=== Section Start ===

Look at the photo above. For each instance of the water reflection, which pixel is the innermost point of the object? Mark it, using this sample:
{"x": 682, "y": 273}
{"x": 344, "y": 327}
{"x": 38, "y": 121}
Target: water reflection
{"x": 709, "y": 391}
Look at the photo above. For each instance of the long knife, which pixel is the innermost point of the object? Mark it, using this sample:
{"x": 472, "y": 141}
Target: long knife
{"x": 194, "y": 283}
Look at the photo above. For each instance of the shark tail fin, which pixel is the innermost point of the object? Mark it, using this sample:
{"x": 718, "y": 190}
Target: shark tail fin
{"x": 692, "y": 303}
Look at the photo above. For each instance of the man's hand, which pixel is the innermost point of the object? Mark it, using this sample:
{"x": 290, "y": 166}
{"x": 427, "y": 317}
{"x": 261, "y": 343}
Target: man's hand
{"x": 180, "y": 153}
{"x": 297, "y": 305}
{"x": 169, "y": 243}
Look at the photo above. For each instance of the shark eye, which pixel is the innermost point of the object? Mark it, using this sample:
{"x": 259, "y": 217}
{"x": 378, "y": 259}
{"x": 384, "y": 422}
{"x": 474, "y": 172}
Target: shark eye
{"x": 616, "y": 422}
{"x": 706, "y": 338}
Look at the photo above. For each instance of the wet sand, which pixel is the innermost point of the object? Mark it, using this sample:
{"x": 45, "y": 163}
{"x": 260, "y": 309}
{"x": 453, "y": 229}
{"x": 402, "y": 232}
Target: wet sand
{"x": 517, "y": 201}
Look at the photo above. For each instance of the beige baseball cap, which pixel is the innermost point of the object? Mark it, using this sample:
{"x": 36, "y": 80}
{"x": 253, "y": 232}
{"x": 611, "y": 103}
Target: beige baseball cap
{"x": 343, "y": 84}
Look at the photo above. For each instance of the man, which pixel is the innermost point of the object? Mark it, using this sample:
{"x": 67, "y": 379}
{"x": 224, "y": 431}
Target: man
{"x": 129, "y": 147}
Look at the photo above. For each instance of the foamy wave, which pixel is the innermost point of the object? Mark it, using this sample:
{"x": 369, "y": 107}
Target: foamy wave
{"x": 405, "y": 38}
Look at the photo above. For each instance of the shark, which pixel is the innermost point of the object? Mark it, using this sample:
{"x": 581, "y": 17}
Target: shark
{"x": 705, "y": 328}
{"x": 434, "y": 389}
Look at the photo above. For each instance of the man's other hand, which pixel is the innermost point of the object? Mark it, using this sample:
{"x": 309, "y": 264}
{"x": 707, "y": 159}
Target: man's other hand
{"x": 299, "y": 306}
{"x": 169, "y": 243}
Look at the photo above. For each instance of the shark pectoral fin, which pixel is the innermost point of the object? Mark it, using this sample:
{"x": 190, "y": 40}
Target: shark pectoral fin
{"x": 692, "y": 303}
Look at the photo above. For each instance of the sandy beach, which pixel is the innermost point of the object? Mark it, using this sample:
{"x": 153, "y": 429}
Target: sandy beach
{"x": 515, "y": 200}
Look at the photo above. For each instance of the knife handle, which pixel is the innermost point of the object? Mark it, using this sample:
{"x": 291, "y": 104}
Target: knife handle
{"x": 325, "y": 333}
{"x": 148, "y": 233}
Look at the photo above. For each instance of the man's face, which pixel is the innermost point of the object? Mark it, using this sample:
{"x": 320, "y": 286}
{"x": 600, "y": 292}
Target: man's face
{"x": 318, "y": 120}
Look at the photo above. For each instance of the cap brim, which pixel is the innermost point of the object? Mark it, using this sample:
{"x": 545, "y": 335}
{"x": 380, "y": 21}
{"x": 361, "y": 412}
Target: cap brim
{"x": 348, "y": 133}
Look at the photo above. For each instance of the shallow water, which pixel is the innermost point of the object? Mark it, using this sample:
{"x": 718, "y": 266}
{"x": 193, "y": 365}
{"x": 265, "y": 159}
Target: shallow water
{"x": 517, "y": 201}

=== Section End ===

--- WORK INSTRUCTION ---
Keeping every word in place, restate the entries above.

--- OUTPUT BELOW ---
Look at the photo above. For each instance of the water reflection, which pixel is the innermost point of the object? Mark it, using this sample:
{"x": 682, "y": 273}
{"x": 344, "y": 327}
{"x": 38, "y": 121}
Target: water reflection
{"x": 709, "y": 391}
Look at the photo above. For each instance of the long knife, which pixel is the innermost point of the object? Mark it, using this sample:
{"x": 472, "y": 141}
Target: long knife
{"x": 194, "y": 283}
Look at the photo above. For each instance of the shark tail fin, which pixel is the innermost point of the object? Mark it, using this sample:
{"x": 718, "y": 190}
Target: shark tail fin
{"x": 692, "y": 303}
Look at the photo above. For each instance of the man's hand, which pixel is the innermost point of the object? Mark it, using this sample:
{"x": 290, "y": 166}
{"x": 427, "y": 317}
{"x": 261, "y": 343}
Target: man's hand
{"x": 180, "y": 153}
{"x": 297, "y": 305}
{"x": 169, "y": 243}
Look at the photo above. For each instance of the shark eye, which pixel is the innermost point of the object? Mark it, using this sample:
{"x": 259, "y": 217}
{"x": 378, "y": 259}
{"x": 384, "y": 422}
{"x": 474, "y": 172}
Target: shark eye
{"x": 616, "y": 422}
{"x": 706, "y": 338}
Look at the photo above. For each instance of the wet sand, which pixel is the innermost point of the object? Mark it, using this sample:
{"x": 45, "y": 163}
{"x": 260, "y": 309}
{"x": 453, "y": 229}
{"x": 402, "y": 232}
Target: wet sand
{"x": 517, "y": 201}
Look at the photo above. For each instance of the beige baseball cap, which pixel is the innermost point of the object? Mark it, using this sample:
{"x": 36, "y": 80}
{"x": 253, "y": 232}
{"x": 611, "y": 103}
Target: beige baseball cap
{"x": 343, "y": 84}
Look at the photo above. For each instance of the man, which pixel is the innermost point of the object? Mark it, using this sample:
{"x": 67, "y": 379}
{"x": 224, "y": 431}
Target: man
{"x": 129, "y": 147}
Look at the photo above. For each instance of the foamy wave, which pixel is the innermost point of the object? Mark it, using this sample:
{"x": 369, "y": 107}
Target: foamy wave
{"x": 405, "y": 38}
Look at the photo above. For each instance of the shark, which pixel is the innermost point of the object? Mark it, using this sample:
{"x": 581, "y": 17}
Target: shark
{"x": 705, "y": 328}
{"x": 434, "y": 389}
Look at the photo above. For each instance of the man's other hand, which pixel is the innermost point of the object? Mark it, using this sample:
{"x": 309, "y": 264}
{"x": 707, "y": 159}
Target: man's other hand
{"x": 299, "y": 306}
{"x": 169, "y": 243}
Look at the photo above. For each instance of the shark pectoral fin, which pixel is the innermost point of the object? Mark it, using this sample:
{"x": 190, "y": 40}
Target: shark pectoral fin
{"x": 692, "y": 303}
Look at the photo above. For each instance of the sandy beach, which pixel is the innermost point of the object? Mark it, using this sample:
{"x": 153, "y": 429}
Target: sandy beach
{"x": 515, "y": 200}
Look at the photo above. For each instance of the knife handle, which pixel is the innermost point of the object? Mark it, using this sample:
{"x": 291, "y": 104}
Target: knife handle
{"x": 325, "y": 333}
{"x": 148, "y": 233}
Look at the photo above. For each instance of the man's face, which pixel is the innermost point of the object? Mark it, using this sample:
{"x": 320, "y": 286}
{"x": 600, "y": 292}
Target: man's face
{"x": 318, "y": 120}
Look at the photo above. For each instance of the cap brim, which pixel is the innermost point of the object? Mark it, using this sample:
{"x": 545, "y": 335}
{"x": 380, "y": 21}
{"x": 361, "y": 412}
Target: cap brim
{"x": 348, "y": 133}
Look at the photo above. For each instance of the shallow water, which pixel is the innermost point of the object? Mark it, using this sample:
{"x": 718, "y": 266}
{"x": 193, "y": 365}
{"x": 265, "y": 159}
Target: shallow water
{"x": 517, "y": 201}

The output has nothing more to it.